## Problem details:
Rewrite every entry below with "instance" replaced by "occurrence", leaving everything else unchanged.

----

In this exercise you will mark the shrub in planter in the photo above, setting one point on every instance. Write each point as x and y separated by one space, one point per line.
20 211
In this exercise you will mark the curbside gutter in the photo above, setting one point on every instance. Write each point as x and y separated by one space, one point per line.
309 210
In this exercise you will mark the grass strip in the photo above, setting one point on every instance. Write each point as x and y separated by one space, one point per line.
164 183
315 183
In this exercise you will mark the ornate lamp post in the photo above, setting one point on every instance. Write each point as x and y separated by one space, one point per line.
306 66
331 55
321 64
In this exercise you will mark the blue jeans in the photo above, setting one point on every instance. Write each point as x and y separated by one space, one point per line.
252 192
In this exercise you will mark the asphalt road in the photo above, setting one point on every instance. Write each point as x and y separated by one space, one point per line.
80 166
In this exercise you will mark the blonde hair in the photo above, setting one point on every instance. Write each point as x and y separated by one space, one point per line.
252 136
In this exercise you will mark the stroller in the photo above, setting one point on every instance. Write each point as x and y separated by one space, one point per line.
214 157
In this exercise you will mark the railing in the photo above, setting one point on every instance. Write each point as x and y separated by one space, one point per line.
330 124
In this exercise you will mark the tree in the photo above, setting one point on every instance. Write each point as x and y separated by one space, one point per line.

----

## Exercise result:
In this exercise you will mark the shrub in planter in the photo above, setting one point on every occurrence. Write each point as x and y separated by one space, one point per line.
20 211
In this exercise you will mark the curbside gutter in the photo above, setting one point on every occurrence. Write each point as x and y separated by one space, one point per line.
309 210
In this exercise you will mark the grass strip in the photo above, setting one point on every occurrence. Write each point as x and y separated by one space, one point per line.
164 183
315 183
In this exercise you will mark the ornate lamp post in the photo above, setting one point on every occurrence. Write each point as x and y separated by one space, one point per line.
306 66
331 55
321 64
In this exercise you will mark the blue jeans in the photo above, setting one point on every occurrence. Write each point as x and y separated by one space, one point per line.
252 192
In this exercise you will mark the asphalt road in the photo above, setting one point on every occurrence. Write each point as x and y separated by one space, one point per line.
80 166
In this exercise you will mark the blonde hair in the photo above, setting one point on every occurrence. Write each point as x and y separated by one space, one point per line.
252 136
In this exercise you will mark the stroller in the photo above, setting one point on every occurrence. Write each point as x and y separated by one space, one point per line.
214 157
In this exercise you will mark the railing in the photo above, setting one point on every occurrence. Write each point as x and y separated by one space, one point per line.
330 124
In this exercise you will mark the tree in the photo above, setting one point on every occurrence. Write each point as x and y separated by one space, one point per line.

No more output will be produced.